Materials provided Start Marker

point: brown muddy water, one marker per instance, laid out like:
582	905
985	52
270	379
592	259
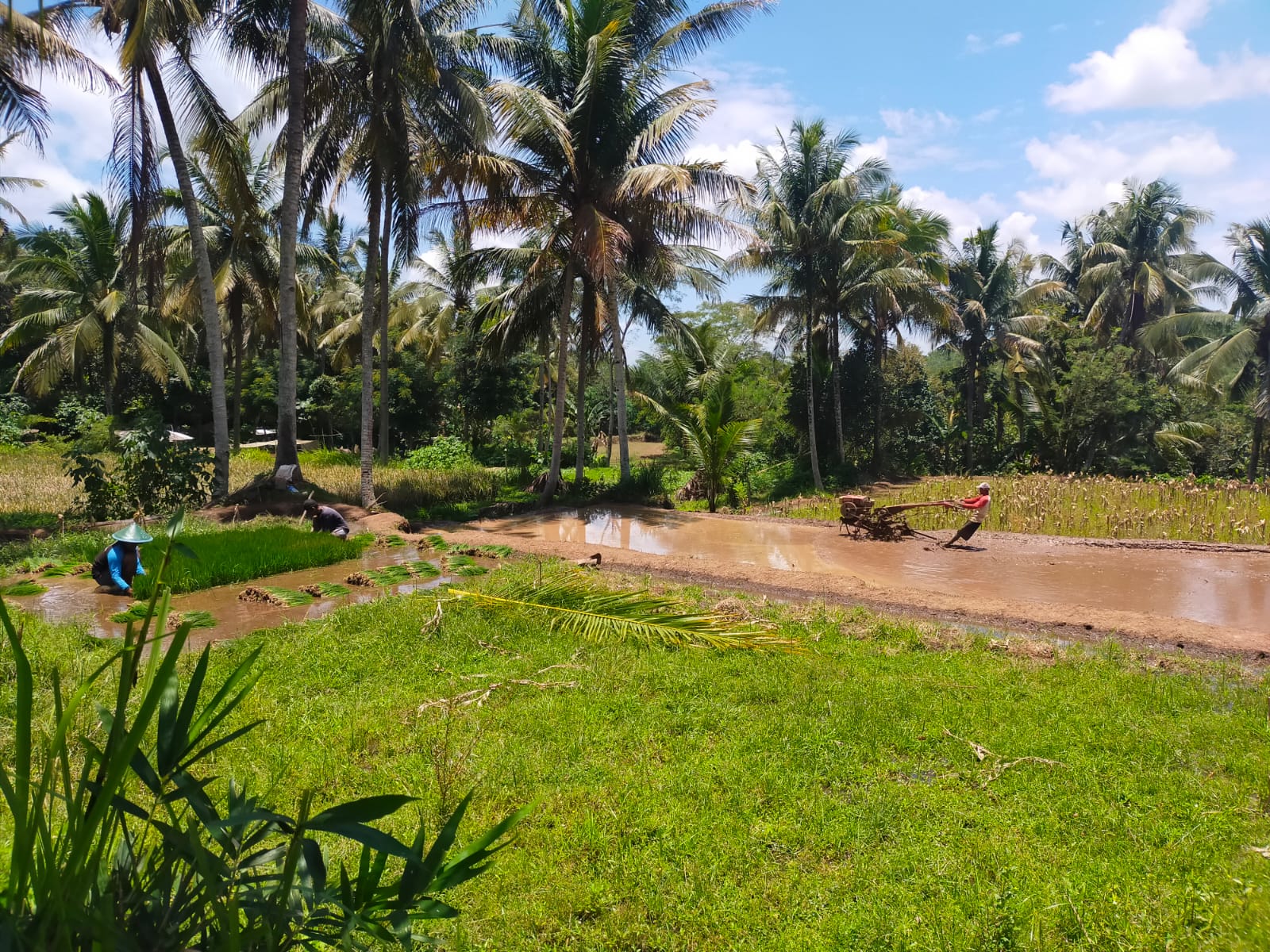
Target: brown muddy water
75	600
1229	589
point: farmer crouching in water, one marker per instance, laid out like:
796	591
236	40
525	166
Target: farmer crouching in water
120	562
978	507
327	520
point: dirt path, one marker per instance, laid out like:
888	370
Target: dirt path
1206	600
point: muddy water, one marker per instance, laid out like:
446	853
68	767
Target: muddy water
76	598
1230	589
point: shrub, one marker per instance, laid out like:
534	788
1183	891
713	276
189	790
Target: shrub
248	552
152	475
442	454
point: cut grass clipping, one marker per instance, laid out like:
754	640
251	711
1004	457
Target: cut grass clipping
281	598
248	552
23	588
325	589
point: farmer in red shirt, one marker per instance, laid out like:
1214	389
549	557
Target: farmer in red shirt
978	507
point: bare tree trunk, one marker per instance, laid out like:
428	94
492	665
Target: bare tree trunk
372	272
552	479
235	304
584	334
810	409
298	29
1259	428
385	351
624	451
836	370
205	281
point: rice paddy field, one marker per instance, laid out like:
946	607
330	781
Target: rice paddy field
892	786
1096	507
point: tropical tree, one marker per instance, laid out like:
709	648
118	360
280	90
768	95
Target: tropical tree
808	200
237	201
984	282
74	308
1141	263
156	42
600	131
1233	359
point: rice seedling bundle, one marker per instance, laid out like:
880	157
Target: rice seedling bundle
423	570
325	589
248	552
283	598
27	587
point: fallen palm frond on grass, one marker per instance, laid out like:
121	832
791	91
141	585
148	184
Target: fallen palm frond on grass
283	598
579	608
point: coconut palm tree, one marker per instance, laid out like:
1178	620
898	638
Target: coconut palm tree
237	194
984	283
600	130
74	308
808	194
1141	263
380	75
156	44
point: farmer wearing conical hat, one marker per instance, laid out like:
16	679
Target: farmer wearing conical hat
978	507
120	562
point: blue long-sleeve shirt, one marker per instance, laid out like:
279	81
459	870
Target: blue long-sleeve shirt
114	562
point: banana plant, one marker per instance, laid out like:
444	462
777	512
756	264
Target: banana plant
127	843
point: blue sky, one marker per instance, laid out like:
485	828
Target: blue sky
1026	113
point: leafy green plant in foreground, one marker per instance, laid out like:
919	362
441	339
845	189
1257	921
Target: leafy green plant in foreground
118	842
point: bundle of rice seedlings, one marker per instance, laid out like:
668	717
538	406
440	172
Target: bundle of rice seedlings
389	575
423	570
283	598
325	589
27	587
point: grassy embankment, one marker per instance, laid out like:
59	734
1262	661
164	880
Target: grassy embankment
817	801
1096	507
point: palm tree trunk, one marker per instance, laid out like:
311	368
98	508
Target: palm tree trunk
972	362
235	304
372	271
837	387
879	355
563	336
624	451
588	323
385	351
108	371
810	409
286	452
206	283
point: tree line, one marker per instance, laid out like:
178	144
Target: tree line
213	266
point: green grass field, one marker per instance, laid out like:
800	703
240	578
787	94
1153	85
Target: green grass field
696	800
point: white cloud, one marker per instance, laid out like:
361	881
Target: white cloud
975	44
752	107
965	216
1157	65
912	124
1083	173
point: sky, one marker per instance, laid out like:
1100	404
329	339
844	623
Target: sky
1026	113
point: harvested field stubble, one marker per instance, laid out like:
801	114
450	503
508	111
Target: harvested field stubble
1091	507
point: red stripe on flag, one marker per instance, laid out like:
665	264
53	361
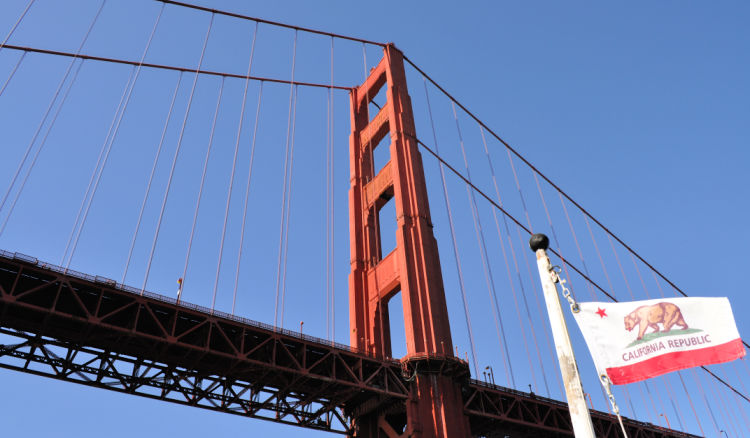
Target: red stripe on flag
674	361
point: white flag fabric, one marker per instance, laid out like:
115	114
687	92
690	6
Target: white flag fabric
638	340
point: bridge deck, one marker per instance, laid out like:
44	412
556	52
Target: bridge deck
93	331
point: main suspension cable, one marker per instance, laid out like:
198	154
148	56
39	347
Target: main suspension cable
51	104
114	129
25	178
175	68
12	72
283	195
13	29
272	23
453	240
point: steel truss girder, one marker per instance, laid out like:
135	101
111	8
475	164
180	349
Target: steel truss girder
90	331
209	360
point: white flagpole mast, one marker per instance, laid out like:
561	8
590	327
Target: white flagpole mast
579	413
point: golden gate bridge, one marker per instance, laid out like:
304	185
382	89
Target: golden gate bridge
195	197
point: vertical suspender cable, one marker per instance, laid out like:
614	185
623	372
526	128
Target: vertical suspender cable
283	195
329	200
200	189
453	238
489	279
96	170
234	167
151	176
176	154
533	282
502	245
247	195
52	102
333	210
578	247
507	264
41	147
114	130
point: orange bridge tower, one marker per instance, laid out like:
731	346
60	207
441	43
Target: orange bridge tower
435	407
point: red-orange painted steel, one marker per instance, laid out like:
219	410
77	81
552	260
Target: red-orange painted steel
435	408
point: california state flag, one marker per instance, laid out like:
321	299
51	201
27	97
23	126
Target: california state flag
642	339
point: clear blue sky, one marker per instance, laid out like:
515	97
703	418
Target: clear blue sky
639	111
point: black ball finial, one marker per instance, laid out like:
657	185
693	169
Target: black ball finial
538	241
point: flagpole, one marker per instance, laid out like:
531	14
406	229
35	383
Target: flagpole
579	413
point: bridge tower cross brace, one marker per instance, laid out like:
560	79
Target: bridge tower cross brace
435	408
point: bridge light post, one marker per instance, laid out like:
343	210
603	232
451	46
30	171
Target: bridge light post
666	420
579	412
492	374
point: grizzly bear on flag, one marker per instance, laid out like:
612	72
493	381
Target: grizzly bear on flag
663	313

Materials provided End Marker

### Your instructions
Could you repeat all of the data exactly, minus the pictures?

### Result
point: brown muddy water, one marker per instance, laid out like:
582	905
985	52
270	379
592	259
Target: brown muddy water
75	600
1229	589
point: farmer crouching in water, one marker per instance, laid out like:
796	591
236	40
525	166
Target: farmer crouching in water
120	562
978	507
327	520
point: dirt path, one marker per instance, laid out like:
888	370
Target: dirt path
1206	600
point: muddy water, one marker per instance, laid out like:
446	853
68	767
Target: muddy water
76	598
1230	589
point: shrub, one marker per instance, laid out like:
534	788
1183	891
713	276
189	790
Target: shrub
248	552
152	475
442	454
point: cut grass clipping, one marker per instance, laid out like:
754	640
251	711
1004	457
Target: cut grass clipping
281	598
248	552
23	588
325	589
point: farmer in red shirt, one marker per instance, laid out like:
1214	389
549	557
Target: farmer in red shirt
978	507
point: bare tree trunk, one marker per instance, laid out like:
428	94
492	665
Target: bare tree trunk
372	272
552	479
235	304
584	334
810	409
298	29
1259	428
385	351
624	451
836	370
205	281
point: rice paddy field, one marker per instance, laid out like:
946	607
330	781
Target: rice paddy field
892	786
1096	507
point: tropical tree, one marker per instance, laid out like:
709	648
118	360
280	90
768	95
Target: tropical tree
808	200
237	201
984	282
74	308
1141	263
156	42
600	131
1233	359
point: rice seedling bundle, one marker per instance, laid out like:
880	157
Target: rice seedling bundle
423	570
325	589
248	552
283	598
27	587
point: fallen palm frond on grass, one marker per instance, laid out like:
121	832
791	91
141	585
148	184
Target: fallen palm frond on grass
283	598
579	608
point: coconut palm tree, one marker per instance, laid out like:
1178	620
898	638
Target: coconut palm tree
237	194
984	283
600	130
74	308
808	194
1141	263
380	75
156	44
point: farmer wearing conical hat, one marker per instance, laid out like:
16	679
Target: farmer wearing conical hat
978	507
120	562
point: blue long-sleeve shirt, one marker per instance, laid out like:
279	81
459	870
Target: blue long-sleeve shirt
114	562
point: banana plant, one marker per instance, laid out like:
444	462
777	512
756	264
Target: banana plant
127	843
point: blue sky, one marker per instance, laid out like:
485	828
Target: blue sky
1026	113
point: leafy green plant in foreground, one marker per instance, laid out like:
919	362
441	339
845	189
1257	921
Target: leafy green plant in foreground
118	842
point: bundle of rice seedlings, one marker per instance, laid out like:
668	717
538	406
440	172
Target: bundle of rice seedlings
389	575
423	570
283	598
325	589
27	587
point: grassy embankment, one marker per instance, laid out like:
59	734
1262	661
164	880
Target: grassy embankment
817	801
1096	507
point: palm tree trunk, one marker per instance, laid out like:
311	368
98	508
Target: palm tree trunk
972	362
235	304
372	271
837	387
879	355
563	336
624	451
588	323
385	351
108	371
810	409
286	452
206	283
point: tree line, one marker per instance, laid out like:
178	144
Target: tree line
213	266
point: green grass field, one marker per instance, laid out like:
800	703
240	578
787	94
1153	85
Target: green grass field
696	800
point: white cloud, one marker per instance, laid out like:
361	881
Target: white cloud
975	44
752	107
965	216
1157	65
912	124
1083	173
point: sky, one marker per instance, laid out like:
1100	404
329	339
844	623
Target: sky
1026	113
point: harvested field stubble, one marker per instance, laid out like:
801	114
450	503
508	111
Target: harvested field stubble
1091	507
point: red stripe on flag, one marker per instance, laid out like:
665	264
53	361
Target: red stripe on flag
674	361
point: white flag fabric, one marker per instance, laid out like:
115	114
687	92
690	6
Target: white flag fabric
638	340
point: bridge deck, one marker per instance, laid out like:
44	412
556	52
Target: bridge deck
93	331
point: main suspension cable, one marker per instance, laid out like:
198	154
148	56
39	347
Target: main suspension cable
51	104
114	129
25	178
175	68
12	72
283	195
13	29
272	23
453	240
point: steel truss girder, one marker per instance, laid out like:
135	101
111	8
475	164
180	349
Target: steel truss girder
90	331
209	360
point: white flagpole mast, one marker per instance, laid out like:
561	8
590	327
Target: white flagpole mast
579	413
point: golden gate bridge, one marker per instance, laid out like:
304	185
382	89
Target: golden gate bridge
195	197
point: vertical suspender cable, one marker per instance, laid out like:
614	185
623	372
526	128
Target: vertical suspender cable
283	195
329	200
200	189
453	238
489	279
96	170
234	167
151	176
176	154
533	282
502	245
247	195
52	102
333	210
578	247
507	264
41	147
114	130
point: orange bridge tower, one marker per instance, laid out like:
731	346
60	207
441	43
Target: orange bridge tower
435	407
point: red-orange painted steel, one marker per instance, laid out like:
219	410
77	81
552	260
Target: red-orange painted steel
435	408
point: california state flag, one marker per instance, laid out like:
321	299
51	201
27	97
23	126
Target: california state flag
642	339
point: clear blue sky, one marker per instance, laid out like:
515	97
703	418
Target: clear blue sky
639	111
point: black ball finial, one marker per instance, laid out like:
657	185
693	169
Target: black ball finial
538	241
point: flagpole, one marker per instance, laid out like:
531	14
406	229
35	383
Target: flagpole
579	413
point: bridge tower cross brace, one marker per instance, laid out like:
560	79
Target: bridge tower cross brace
435	408
point: bridge light post, one marker per instance, laid out like:
343	210
603	232
451	46
30	171
Target: bridge light post
666	420
579	412
492	374
point: grizzly bear on flag, one marker per instance, laid out like:
612	72
493	381
Target: grizzly bear on flag
663	313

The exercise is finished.